ZU LÖSENDE AUFGABEN:
a. Wer verfasste laut dem Konzertbericht den neuen Text, der bei der szenischen Lesung an die Stelle der Choreografie trat?
b. Führen Sie den Konzertbericht über Beethovens Prometheus-Musik im Burghof ab seinem letzten Satz fort.

Lörrach Von der Macht der Musik

Die Oberbadische
Schauspieler-Grandseigneur Peter Simonischek las beim Beethoven-Konzert des Basler Sinfonieorchesters die Textpassagen aus Alain Claude Sulzers Neudeutung des Prometheus-Myhos. Foto: Jürgen Scharf Foto: Die Oberbadische

Konzert: Sinfonieorchester Basel mit Schauspieler Peter Simonischek

Von Jürgen Scharf

Lörrach. Das Beethoven-Jahr hat sein Gutes: So lernt man die Ballettmusik „Die Geschöpfe des Prometheus“, wenn nicht auf der Theaterbühne, so doch im Konzertsaal kennen. Das Sinfonieorchester Basel hat aber nicht das gesamte Ballett im Burghof gespielt, sondern Ausschnitte daraus, und es wurde auch nicht dazu getanzt, dafür gesprochen. Anstelle der Choreografie trat die szenische Lesung mit einem neuen Text des Basler Autors Alain Claude Sulzer.

Immerhin: So viel Prometheus hört man selten. Man musste die Einzelheiten der Handlung auch gar nicht kennen, um in den Kunstgenuss dieser Ballettmusik zu kommen. Sulzer hat eine andere Geschichte als das Original-Libretto erzählt, das sich mehr mit den mythologischen Gestalten und Göttern beschäftigt. Der namhafte Basler Autor konzentriert sich allegorisch auf den Fortschritt der Menschheit und den ständigen Kampf für das Gute und hat Prometheus, der den Menschen das Geschenk des Feuers brachte, das er im Olymp raubte, auf eine Kulturgeschichte aus den Anfängen der Menschen konzentriert.

Neben dem revolutionären prometheischen Geist hat Sulzer Episoden mit dem Adler, der täglich Prometheus’ Leber frisst, die immer wieder nachwächst, sowie amüsante Geschichten über den ersten Hund, der zum treuen Gefährten des Menschen wird, in seine Mythos-Nachdichtung eingebaut.

Lars Vogt beeindruckt

Nach Sulzers neuer Lesart brachte Pandora den Hass, das ganze Übel und den Mord zu den Menschen – dieser Schluss ist ebenso archaisch wie modern und führt in die heutige Situation. Die Zwischentexte füllten die Zäsuren der einzelnen musikalischen Szenen.

DATENABSCHNITT:
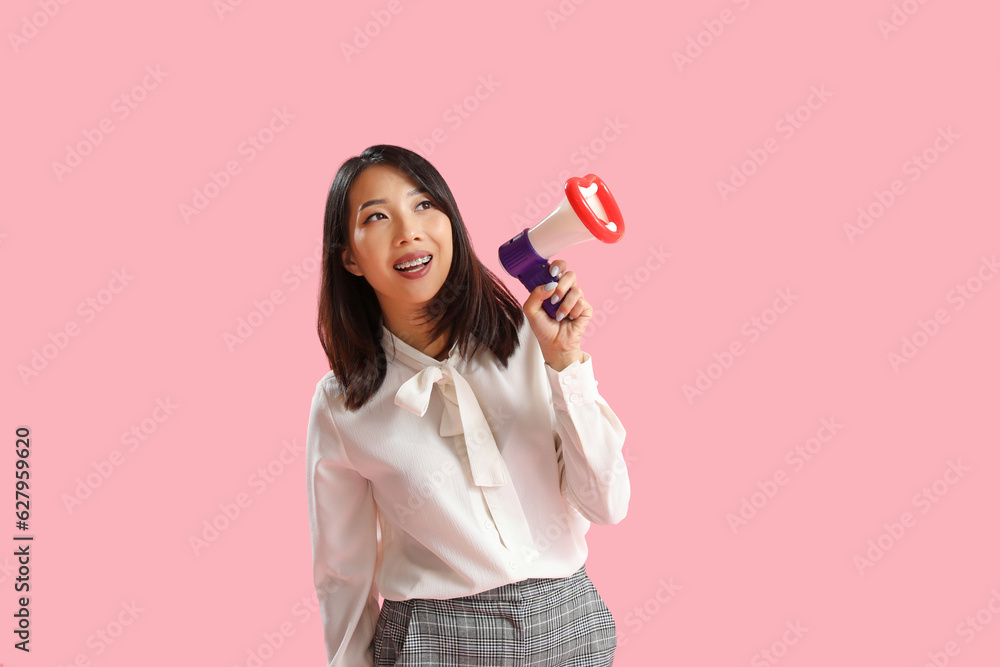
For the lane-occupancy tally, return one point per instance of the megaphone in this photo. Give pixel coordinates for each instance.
(588, 211)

LÖSUNGEN DER AUFGABEN:
a. Der Basler Autor Alain Claude Sulzer.

b.
Gelesen hat sie der bekannte Schauspieler und langjährige „Jedermann“-Darsteller Peter Simonischek mit warmer sonorer Stimme, völlig unpathetisch, nicht gerade mit prometheischem Feueratem, aber sehr wohltönend. Das passte gut zur Interpretation des Sinfonieorchesters, die einen sorgfältigen, geschlossenen Eindruck machte, tänzerisch und rhythmisch elastisch daherkam.

Ivor Bolton, nicht gerade ein Feuergeist am Pult, aber ein kultivierter Feingeist, entfaltet die gut einstündige „Prometheus“-Musik mit Poesie und plastisch mit Bildhaftigkeit. Zu Harfenglissandi und Streicherpizzicato hört und sieht man förmlich, wie Prometheus von Orpheus träumt – das ist die Macht der Musik.

Über das exzellente Spiel der Basler, den schönen Klang und die orchestrale Detailarbeit konnte man nur staunen. Der Dirigent begreift mit „seinem“ Orchester die Partitur wirklich als Ballettmusik, federnd, schlank, durchsichtig und rehabilitiert dieses Werk, das die Musikpraxis lange zu Unrecht unbeachtet ließ.

Auch im Es-Dur-Klavierkonzert holt Bolton, der mit dem ganzen Körper und ohne Taktstock dirigiert, das beethovensche Brio mit ausladenden Gesten aus dem Orchester heraus. Mit Lars Vogt hatte er einen adäquaten Pianisten, der einen entschlackten Beethoven favorisierte, geradlinig, geschmeidig und ausgeglichen klangschön.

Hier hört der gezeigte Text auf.